On 10 July 2018, González signed a five-year contract with VfB Stuttgart. He scored twice on his unofficial debut for the club, netting in a friendly victory over FV Illertissen on 18 July. His first competitive goal arrived during a home loss to Schalke 04 on 22 December. They were relegated at the end of 2018–19, with González subsequently scoring the winner on his 2. Bundesliga bow against FC St. Pauli on 17 August 2019. He scored consecutive braces in June 2020 against Sandhausen and Nürnberg, the latter of which was his 100th league appearance for Stuttgart.

On 25 November 2020, González extended his contract with VfB Stuttgart until June 2024.

===Fiorentina===
On 23 June 2021, González signed a five-year contract with Serie A club Fiorentina until 2026. On 13 August, González made his debut for Fiorentina in a 4–0 win against Serie B side Cosenza in the first round of Coppa Italia scoring the second goal in the 37th minute. On 18 May 2023, González scored a brace in Fiorentina's second leg UEFA Europa Conference League semi-final victory against Basel, sending his side to the final against West Ham United.

▶ **Task instructions**: Repeat the passage about González's club career word for word, everything from "On 10 July 2018, González" down to "appearance for Stuttgart.".

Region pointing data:
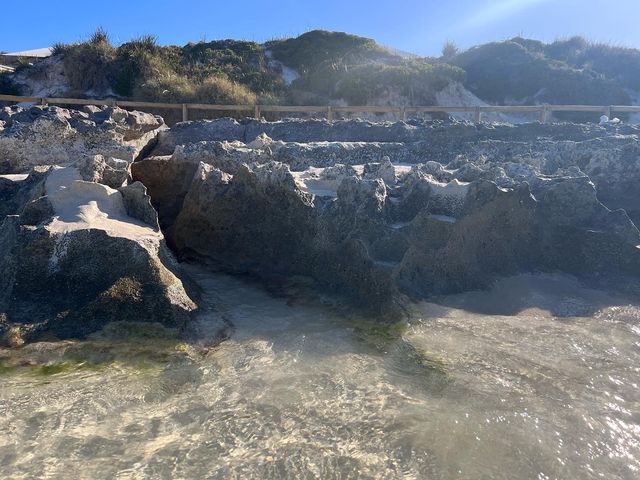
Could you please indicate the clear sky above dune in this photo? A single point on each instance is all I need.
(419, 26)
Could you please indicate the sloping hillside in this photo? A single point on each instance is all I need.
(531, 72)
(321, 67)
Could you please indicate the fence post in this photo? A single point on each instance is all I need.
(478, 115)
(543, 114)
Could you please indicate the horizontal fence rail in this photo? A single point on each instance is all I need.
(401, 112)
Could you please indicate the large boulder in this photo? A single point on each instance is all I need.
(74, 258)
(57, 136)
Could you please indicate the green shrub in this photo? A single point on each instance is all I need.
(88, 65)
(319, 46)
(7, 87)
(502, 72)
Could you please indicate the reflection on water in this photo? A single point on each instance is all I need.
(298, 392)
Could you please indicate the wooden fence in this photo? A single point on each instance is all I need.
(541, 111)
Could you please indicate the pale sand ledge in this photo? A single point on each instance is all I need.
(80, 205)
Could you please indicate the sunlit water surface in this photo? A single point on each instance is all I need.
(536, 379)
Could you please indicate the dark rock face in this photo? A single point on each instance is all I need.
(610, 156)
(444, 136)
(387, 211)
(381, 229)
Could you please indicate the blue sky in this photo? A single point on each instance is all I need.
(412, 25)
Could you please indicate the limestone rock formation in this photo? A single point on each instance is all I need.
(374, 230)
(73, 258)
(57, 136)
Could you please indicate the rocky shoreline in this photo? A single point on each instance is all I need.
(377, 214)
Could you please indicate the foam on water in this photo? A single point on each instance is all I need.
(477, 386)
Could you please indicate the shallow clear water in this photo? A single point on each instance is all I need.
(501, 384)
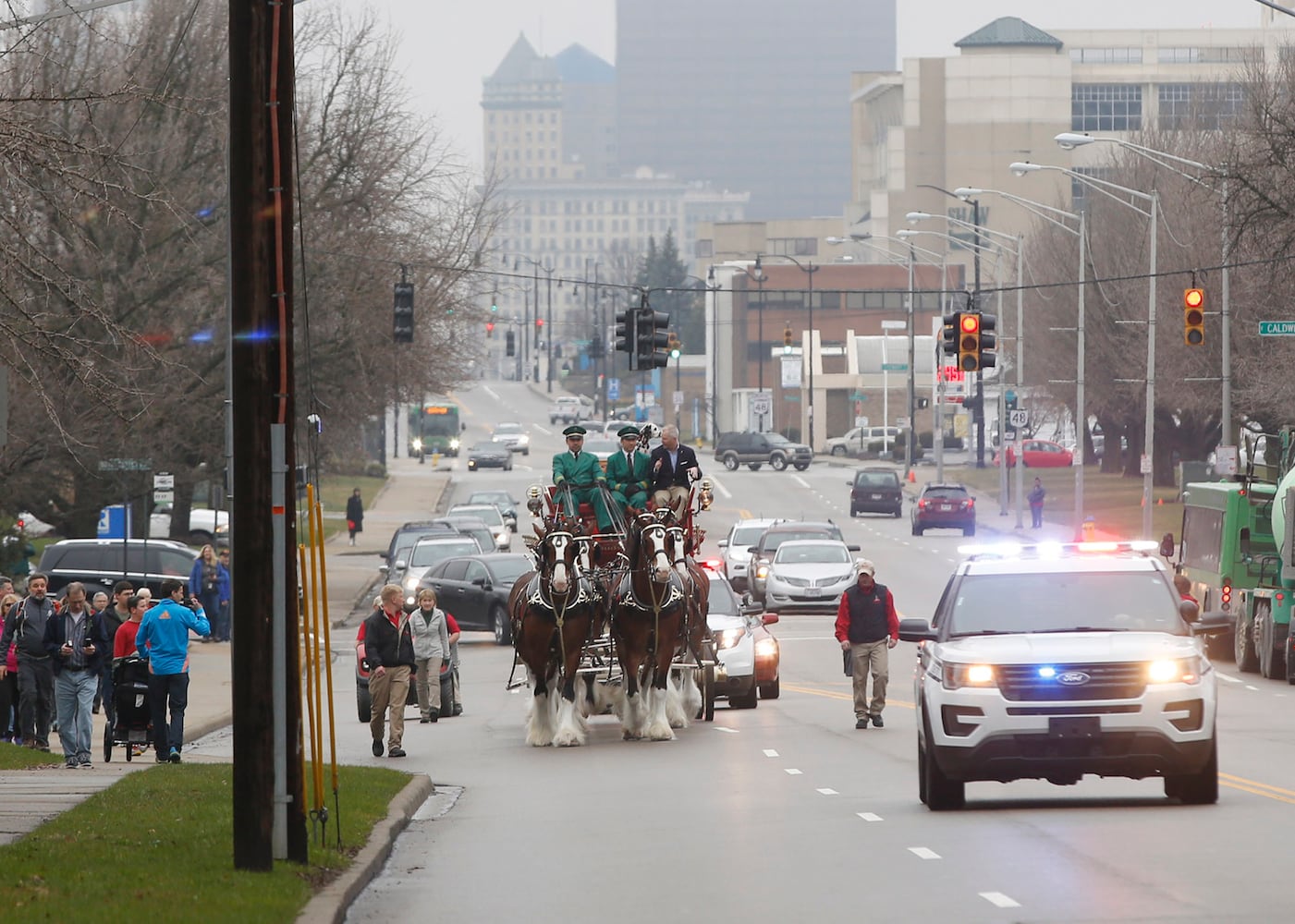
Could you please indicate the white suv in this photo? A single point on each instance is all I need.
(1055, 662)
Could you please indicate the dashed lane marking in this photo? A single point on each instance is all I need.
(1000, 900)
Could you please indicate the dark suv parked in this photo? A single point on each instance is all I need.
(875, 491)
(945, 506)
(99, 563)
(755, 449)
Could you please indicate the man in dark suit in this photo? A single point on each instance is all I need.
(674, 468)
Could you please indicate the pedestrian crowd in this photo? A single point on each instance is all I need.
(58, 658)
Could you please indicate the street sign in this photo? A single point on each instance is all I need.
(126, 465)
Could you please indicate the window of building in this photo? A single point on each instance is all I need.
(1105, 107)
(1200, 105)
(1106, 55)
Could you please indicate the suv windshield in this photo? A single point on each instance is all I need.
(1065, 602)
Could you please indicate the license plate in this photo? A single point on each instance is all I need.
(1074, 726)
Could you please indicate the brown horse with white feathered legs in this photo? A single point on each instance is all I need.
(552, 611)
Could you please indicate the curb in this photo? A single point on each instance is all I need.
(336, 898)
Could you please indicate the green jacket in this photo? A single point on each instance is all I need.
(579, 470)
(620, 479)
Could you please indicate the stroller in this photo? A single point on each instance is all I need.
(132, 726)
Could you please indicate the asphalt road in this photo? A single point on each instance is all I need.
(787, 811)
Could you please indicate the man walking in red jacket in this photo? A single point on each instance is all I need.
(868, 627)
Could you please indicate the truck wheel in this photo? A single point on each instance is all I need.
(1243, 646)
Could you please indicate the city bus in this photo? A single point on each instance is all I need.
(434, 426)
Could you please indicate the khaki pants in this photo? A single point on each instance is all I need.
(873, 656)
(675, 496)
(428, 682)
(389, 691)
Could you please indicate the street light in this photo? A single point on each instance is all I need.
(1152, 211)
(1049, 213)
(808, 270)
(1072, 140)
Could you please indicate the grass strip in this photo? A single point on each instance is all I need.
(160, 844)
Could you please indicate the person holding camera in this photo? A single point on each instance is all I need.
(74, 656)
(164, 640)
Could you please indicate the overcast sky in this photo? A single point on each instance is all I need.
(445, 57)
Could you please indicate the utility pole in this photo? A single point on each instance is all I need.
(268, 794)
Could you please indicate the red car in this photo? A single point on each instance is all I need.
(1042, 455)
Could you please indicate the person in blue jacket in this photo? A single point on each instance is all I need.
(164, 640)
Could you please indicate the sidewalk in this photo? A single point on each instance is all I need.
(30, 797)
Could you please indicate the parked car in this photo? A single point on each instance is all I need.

▶ **Task answer**:
On 10 July 2018, González signed a five-year contract with VfB Stuttgart. He scored twice on his unofficial debut for the club, netting in a friendly victory over FV Illertissen on 18 July. His first competitive goal arrived during a home loss to Schalke 04 on 22 December. They were relegated at the end of 2018–19, with González subsequently scoring the winner on his 2. Bundesliga bow against FC St. Pauli on 17 August 2019. He scored consecutive braces in June 2020 against Sandhausen and Nürnberg, the latter of which was his 100th league appearance for Stuttgart.